» 任务要求
请从讲一对多分类预测的文段中一字不改地摘出一段：起于含有“function p = predictOneVsAll(all_theta, X)”的那句话，止于“K = size(all_theta, 1).”。

由上面的分析可知，X的维度是(m, n)， all_theta的维度是(class, n)，即all_theta的每一行代表一个类对应的theta，如果用这个theta去乘X，就会得到该数据集属于这个类的概率值。而如果用all_theta去乘X，就会得到该数据集属于每个类的概率值。

X * all_theta’的结果的维度是(m, class)，第c列代表该行数据属于类c的概率，我们要找到最大的概率，并取其下标作为预测值。

function p = predictOneVsAll(all_theta, X)
%PREDICT Predict the label for a trained one-vs-all classifier. The labels 
%are in the range 1..K, where K = size(all_theta, 1). 
%  p = PREDICTONEVSALL(all_theta, X) will return a vector of predictions
%  for each example in the matrix X. Note that X contains the examples in
%  rows. all_theta is a matrix where the i-th row is a trained logistic
%  regression theta vector for the i-th class. You should set p to a vector
%  of values from 1..K (e.g., p = [1; 3; 1; 2] predicts classes 1, 3, 1, 2
%  for 4 examples) 

m = size(X, 1);
num_labels = size(all_theta, 1);

% You need to return the following variables correctly 
p = zeros(size(X, 1), 1);

% Add ones to the X data matrix
X = [ones(m, 1) X];

% ====================== YOUR CODE HERE ======================
% Instructions: Complete the following code to make predictions using
%               your learned logistic regression parameters (one-vs-all).
%               You should set p to a vector of predictions (from 1 to
%               num_labels).
%
% Hint: This code can be done all vectorized using the max function.

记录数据
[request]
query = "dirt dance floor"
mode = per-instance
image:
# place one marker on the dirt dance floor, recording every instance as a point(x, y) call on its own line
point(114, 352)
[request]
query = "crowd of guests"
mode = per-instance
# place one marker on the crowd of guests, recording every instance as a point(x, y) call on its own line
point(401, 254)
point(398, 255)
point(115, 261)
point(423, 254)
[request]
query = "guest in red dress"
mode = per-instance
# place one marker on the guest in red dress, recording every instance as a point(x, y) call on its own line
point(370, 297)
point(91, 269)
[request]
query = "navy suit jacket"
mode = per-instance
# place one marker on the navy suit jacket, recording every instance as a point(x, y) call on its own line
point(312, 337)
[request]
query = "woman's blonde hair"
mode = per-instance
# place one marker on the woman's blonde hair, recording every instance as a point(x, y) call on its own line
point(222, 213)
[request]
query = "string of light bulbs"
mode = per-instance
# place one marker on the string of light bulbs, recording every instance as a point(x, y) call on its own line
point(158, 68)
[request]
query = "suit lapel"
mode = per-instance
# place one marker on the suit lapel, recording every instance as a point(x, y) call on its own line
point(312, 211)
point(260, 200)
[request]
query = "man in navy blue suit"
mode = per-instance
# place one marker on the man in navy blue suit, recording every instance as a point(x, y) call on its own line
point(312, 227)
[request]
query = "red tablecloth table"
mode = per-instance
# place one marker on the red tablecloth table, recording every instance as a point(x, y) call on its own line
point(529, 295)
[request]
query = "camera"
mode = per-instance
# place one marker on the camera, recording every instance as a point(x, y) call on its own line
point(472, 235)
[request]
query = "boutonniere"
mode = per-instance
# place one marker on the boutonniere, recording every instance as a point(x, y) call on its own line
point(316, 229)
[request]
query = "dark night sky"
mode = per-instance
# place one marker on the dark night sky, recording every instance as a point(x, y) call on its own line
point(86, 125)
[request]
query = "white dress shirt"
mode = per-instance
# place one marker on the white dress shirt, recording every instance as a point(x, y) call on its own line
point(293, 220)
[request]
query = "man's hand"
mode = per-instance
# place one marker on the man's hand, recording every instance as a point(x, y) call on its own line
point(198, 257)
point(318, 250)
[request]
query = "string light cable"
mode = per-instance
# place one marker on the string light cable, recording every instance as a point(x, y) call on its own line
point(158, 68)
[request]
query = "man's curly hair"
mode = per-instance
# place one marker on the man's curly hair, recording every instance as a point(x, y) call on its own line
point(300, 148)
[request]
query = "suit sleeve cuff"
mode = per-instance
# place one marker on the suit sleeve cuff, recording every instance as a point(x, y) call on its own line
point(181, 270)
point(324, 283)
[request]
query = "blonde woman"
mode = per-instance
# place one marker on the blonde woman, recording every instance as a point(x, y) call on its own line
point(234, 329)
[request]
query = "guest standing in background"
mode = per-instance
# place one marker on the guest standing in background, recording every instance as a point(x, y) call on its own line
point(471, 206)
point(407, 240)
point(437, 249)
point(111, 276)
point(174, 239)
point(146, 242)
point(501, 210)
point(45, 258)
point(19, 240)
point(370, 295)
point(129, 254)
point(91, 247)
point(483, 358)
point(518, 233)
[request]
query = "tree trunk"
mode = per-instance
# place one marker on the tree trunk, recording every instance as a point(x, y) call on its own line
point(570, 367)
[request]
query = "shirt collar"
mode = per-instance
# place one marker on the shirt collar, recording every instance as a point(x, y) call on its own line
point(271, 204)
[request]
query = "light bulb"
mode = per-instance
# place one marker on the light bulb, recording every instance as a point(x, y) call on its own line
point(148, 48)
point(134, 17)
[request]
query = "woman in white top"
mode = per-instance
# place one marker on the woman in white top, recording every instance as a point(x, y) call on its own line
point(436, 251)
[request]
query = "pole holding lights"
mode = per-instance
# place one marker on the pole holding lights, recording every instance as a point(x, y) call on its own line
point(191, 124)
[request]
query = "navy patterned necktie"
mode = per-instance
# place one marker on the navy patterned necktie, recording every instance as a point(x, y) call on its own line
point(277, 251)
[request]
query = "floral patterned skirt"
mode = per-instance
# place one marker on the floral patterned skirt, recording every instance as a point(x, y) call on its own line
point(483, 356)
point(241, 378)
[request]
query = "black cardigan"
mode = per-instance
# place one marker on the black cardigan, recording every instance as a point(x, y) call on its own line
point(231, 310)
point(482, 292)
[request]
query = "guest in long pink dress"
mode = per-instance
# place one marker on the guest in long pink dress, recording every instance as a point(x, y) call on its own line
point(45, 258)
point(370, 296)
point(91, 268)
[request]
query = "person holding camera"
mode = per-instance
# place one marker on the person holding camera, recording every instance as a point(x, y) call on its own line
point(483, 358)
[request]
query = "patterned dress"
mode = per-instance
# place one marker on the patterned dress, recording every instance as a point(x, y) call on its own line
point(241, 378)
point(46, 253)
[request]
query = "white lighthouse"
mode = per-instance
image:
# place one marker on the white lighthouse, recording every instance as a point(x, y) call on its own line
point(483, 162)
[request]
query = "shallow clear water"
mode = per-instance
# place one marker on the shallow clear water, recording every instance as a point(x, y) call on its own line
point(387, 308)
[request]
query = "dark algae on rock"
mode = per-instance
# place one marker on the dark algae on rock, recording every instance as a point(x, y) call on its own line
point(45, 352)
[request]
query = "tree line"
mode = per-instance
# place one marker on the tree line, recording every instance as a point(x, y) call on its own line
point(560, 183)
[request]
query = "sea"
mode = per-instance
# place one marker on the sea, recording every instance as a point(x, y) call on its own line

» 最终结果
function p = predictOneVsAll(all_theta, X)
%PREDICT Predict the label for a trained one-vs-all classifier. The labels 
%are in the range 1..K, where K = size(all_theta, 1).